• **What is needed**: Reproduce verbatim the stretch from the start of the records through the line containing "[101, 149], [99, 149]]]", leaving the pictures out of your answer.

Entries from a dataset

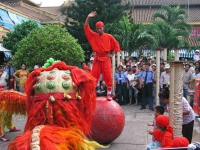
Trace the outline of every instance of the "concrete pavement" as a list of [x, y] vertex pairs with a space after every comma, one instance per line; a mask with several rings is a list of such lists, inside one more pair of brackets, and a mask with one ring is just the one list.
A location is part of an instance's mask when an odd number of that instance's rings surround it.
[[[142, 112], [140, 106], [128, 105], [122, 106], [125, 114], [125, 127], [122, 134], [110, 144], [107, 150], [145, 150], [146, 145], [151, 142], [151, 135], [147, 134], [147, 130], [152, 127], [148, 127], [147, 123], [152, 122], [154, 118], [153, 111], [146, 110]], [[13, 116], [15, 126], [23, 130], [26, 117]], [[200, 124], [195, 122], [195, 131], [193, 134], [193, 141], [200, 141]], [[9, 133], [6, 129], [6, 136], [11, 141], [21, 132]], [[3, 148], [5, 142], [0, 141], [0, 149]], [[7, 149], [5, 145], [4, 150]], [[101, 150], [101, 149], [99, 149]]]

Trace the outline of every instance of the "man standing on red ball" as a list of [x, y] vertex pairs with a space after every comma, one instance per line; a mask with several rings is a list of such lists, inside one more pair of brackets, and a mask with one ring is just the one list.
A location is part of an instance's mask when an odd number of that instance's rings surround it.
[[99, 21], [96, 23], [97, 32], [93, 32], [90, 29], [89, 20], [96, 14], [96, 11], [91, 12], [87, 16], [84, 24], [85, 35], [92, 47], [92, 50], [96, 52], [91, 74], [97, 79], [97, 82], [100, 74], [103, 75], [103, 80], [107, 85], [107, 99], [112, 100], [111, 91], [113, 83], [110, 57], [112, 57], [115, 52], [120, 52], [120, 47], [119, 43], [112, 35], [104, 33], [103, 22]]

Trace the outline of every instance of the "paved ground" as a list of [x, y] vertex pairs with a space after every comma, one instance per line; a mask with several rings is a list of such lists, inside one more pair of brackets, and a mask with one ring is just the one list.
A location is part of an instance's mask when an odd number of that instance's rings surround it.
[[[151, 122], [154, 118], [152, 111], [146, 111], [145, 113], [139, 110], [139, 106], [129, 105], [122, 106], [125, 114], [125, 127], [122, 134], [111, 143], [107, 150], [145, 150], [147, 144], [151, 142], [151, 136], [147, 134], [147, 130], [151, 127], [147, 126], [148, 122]], [[26, 122], [26, 117], [13, 116], [15, 125], [23, 130]], [[6, 136], [11, 141], [21, 132], [9, 133], [6, 130]], [[200, 139], [200, 124], [195, 122], [193, 141], [199, 141]], [[7, 149], [5, 142], [0, 141], [0, 149]], [[4, 146], [4, 147], [3, 147]], [[100, 150], [100, 149], [99, 149]]]

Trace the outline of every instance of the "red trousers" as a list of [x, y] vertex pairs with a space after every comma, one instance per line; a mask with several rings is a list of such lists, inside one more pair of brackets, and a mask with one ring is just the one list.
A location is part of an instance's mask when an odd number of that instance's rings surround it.
[[110, 58], [95, 56], [93, 66], [92, 66], [92, 71], [91, 75], [98, 80], [100, 78], [100, 75], [103, 75], [103, 80], [105, 81], [106, 85], [108, 87], [111, 87], [113, 85], [112, 83], [112, 72], [111, 72], [111, 61]]

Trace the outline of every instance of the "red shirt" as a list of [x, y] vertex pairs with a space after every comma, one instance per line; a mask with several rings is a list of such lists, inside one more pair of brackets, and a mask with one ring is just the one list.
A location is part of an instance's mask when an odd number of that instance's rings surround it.
[[93, 51], [97, 53], [109, 53], [111, 50], [120, 52], [119, 43], [112, 35], [103, 33], [100, 36], [93, 32], [89, 25], [84, 26], [84, 31]]
[[161, 142], [162, 148], [172, 148], [173, 134], [169, 131], [161, 132], [159, 129], [153, 131], [153, 136], [156, 141]]

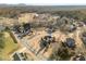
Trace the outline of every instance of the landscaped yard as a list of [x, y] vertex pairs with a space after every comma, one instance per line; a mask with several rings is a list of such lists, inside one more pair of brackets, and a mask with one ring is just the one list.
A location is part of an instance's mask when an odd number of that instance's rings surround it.
[[[0, 37], [1, 38], [1, 37]], [[3, 49], [0, 49], [0, 60], [10, 60], [11, 53], [19, 49], [19, 44], [14, 43], [9, 33], [3, 31]]]

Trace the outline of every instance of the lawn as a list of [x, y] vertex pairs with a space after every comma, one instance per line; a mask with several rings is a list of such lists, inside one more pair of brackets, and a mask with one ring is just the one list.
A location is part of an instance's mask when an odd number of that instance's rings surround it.
[[[0, 37], [1, 38], [1, 37]], [[9, 33], [3, 33], [4, 48], [0, 50], [0, 60], [10, 60], [11, 53], [19, 49], [19, 44], [14, 43]]]

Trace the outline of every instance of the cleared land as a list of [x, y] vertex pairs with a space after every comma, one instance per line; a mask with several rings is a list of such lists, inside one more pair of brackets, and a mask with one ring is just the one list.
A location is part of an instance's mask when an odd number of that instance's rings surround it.
[[14, 43], [9, 33], [3, 33], [4, 48], [0, 51], [0, 60], [10, 60], [10, 54], [19, 49], [19, 44]]

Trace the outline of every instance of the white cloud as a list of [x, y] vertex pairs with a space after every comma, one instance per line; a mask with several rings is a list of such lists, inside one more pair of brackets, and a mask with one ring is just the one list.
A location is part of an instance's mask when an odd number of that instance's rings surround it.
[[0, 0], [0, 3], [26, 4], [86, 4], [86, 0]]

• **Finished task**:
Trace the outline of every instance of the "concrete pavement" as a list of [x, y] vertex pairs with a space after every comma, one instance per line; a mask with several rings is a list of such lists, inside one more pair of brackets, and a mask with one ring is just the one list.
A location is part of an instance's mask when an odd number of that instance's rings surround it.
[[[142, 112], [140, 106], [128, 105], [122, 106], [125, 114], [125, 127], [122, 134], [110, 144], [107, 150], [145, 150], [146, 145], [151, 142], [151, 135], [147, 134], [147, 130], [152, 127], [148, 127], [147, 123], [152, 122], [154, 118], [153, 111], [146, 110]], [[13, 116], [15, 126], [23, 130], [26, 117]], [[200, 124], [195, 122], [195, 131], [193, 134], [193, 141], [200, 141]], [[9, 133], [6, 129], [6, 136], [11, 141], [21, 132]], [[3, 148], [5, 142], [0, 141], [0, 149]], [[7, 149], [5, 145], [4, 150]], [[101, 150], [101, 149], [99, 149]]]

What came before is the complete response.